[Collected data]
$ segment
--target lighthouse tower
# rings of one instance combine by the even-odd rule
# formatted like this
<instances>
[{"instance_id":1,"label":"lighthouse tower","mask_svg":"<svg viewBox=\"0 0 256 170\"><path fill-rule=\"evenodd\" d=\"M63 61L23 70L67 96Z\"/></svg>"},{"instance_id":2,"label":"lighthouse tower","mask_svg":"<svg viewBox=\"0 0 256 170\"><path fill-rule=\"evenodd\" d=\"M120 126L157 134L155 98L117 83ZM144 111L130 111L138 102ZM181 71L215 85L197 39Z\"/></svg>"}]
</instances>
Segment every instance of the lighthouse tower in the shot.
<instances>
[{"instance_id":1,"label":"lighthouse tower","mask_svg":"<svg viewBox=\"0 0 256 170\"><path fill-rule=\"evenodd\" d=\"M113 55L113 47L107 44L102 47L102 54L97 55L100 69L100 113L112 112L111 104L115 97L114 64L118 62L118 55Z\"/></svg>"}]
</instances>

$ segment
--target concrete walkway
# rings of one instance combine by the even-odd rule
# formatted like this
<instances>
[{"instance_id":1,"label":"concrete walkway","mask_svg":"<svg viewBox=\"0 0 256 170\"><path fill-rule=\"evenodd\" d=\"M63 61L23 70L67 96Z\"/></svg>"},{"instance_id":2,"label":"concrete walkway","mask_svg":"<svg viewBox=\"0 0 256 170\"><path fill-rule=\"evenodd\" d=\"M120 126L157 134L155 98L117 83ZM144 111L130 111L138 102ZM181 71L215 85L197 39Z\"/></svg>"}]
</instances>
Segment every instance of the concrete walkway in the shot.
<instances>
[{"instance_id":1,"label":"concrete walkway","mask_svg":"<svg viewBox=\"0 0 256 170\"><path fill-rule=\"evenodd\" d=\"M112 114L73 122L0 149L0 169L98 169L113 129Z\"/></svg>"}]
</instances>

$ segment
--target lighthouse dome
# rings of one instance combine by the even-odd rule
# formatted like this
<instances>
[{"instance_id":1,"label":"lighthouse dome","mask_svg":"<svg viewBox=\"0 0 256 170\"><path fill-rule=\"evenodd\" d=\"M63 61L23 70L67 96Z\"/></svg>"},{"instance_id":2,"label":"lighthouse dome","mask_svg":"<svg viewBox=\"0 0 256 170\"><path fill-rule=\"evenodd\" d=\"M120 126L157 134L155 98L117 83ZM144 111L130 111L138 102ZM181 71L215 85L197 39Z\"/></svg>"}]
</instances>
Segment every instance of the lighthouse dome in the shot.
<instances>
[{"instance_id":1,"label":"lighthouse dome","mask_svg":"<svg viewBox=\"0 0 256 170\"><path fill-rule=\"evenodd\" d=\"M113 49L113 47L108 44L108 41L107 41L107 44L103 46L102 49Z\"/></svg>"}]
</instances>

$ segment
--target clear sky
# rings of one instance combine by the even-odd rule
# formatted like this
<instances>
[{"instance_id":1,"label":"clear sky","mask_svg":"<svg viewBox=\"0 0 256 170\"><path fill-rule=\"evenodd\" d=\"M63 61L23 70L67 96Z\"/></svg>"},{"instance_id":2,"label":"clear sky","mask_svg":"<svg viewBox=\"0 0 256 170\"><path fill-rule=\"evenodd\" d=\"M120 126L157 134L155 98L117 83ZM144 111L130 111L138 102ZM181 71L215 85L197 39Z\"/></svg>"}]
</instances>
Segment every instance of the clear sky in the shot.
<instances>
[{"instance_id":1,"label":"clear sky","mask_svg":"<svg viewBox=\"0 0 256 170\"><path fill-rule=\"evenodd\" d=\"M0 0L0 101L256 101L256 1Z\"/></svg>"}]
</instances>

* _EXERCISE PROMPT_:
Find every line in the rows above that contains the string "shot", matching case exactly, and copy each one out.

* _OUTPUT BELOW_:
Segment every instance of the lighthouse tower in the shot.
Segment every instance of the concrete walkway in the shot.
Segment every instance of the lighthouse dome in the shot.
Segment every instance of the clear sky in the shot.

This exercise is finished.